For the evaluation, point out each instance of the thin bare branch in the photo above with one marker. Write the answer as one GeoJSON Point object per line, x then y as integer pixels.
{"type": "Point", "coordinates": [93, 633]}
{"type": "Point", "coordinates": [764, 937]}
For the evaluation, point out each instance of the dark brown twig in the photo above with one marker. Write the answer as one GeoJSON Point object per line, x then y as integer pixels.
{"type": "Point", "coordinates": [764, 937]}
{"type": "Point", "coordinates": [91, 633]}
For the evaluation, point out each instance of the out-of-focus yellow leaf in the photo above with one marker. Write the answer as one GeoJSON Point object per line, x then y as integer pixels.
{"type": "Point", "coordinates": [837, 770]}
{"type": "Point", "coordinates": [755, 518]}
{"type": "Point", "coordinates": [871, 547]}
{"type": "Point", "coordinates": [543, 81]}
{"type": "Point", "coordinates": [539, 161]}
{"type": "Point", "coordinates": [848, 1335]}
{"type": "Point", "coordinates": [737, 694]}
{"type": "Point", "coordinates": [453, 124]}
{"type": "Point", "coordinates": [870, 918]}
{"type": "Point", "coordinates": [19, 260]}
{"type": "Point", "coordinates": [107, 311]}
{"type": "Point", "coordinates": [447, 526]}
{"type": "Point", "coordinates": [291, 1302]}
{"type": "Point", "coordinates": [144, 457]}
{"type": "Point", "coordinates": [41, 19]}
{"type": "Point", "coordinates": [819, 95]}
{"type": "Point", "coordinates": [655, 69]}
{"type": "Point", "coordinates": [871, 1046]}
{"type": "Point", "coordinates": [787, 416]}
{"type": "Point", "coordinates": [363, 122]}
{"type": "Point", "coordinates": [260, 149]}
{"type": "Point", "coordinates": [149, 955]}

==*==

WORK REQUIRED |
Repeat the material above line for line, keeping every character unchanged.

EXERCISE ANSWER |
For the evaluation, point out each instance of the thin bare branch in the photo above with one marker. Write the answer as one GeoJSON Point object per line, x then y as integer pixels.
{"type": "Point", "coordinates": [93, 633]}
{"type": "Point", "coordinates": [764, 937]}
For the evaluation, point out each instance of the dark brown twig in the photo above with one marker. Write the answer as one GeoJSON Point object per line, x then y as integer pixels.
{"type": "Point", "coordinates": [764, 937]}
{"type": "Point", "coordinates": [91, 633]}
For the evaluation, point out each instance of the out-of-focus yellow leaf in the photo above with one marker. Write the answer as one GeoJSON Point object per line, x then y as integer pixels.
{"type": "Point", "coordinates": [837, 770]}
{"type": "Point", "coordinates": [755, 518]}
{"type": "Point", "coordinates": [871, 547]}
{"type": "Point", "coordinates": [543, 81]}
{"type": "Point", "coordinates": [539, 161]}
{"type": "Point", "coordinates": [848, 1335]}
{"type": "Point", "coordinates": [737, 694]}
{"type": "Point", "coordinates": [453, 124]}
{"type": "Point", "coordinates": [870, 918]}
{"type": "Point", "coordinates": [19, 260]}
{"type": "Point", "coordinates": [107, 311]}
{"type": "Point", "coordinates": [447, 526]}
{"type": "Point", "coordinates": [291, 1302]}
{"type": "Point", "coordinates": [144, 457]}
{"type": "Point", "coordinates": [41, 19]}
{"type": "Point", "coordinates": [819, 95]}
{"type": "Point", "coordinates": [655, 69]}
{"type": "Point", "coordinates": [871, 1046]}
{"type": "Point", "coordinates": [787, 416]}
{"type": "Point", "coordinates": [363, 122]}
{"type": "Point", "coordinates": [260, 149]}
{"type": "Point", "coordinates": [149, 955]}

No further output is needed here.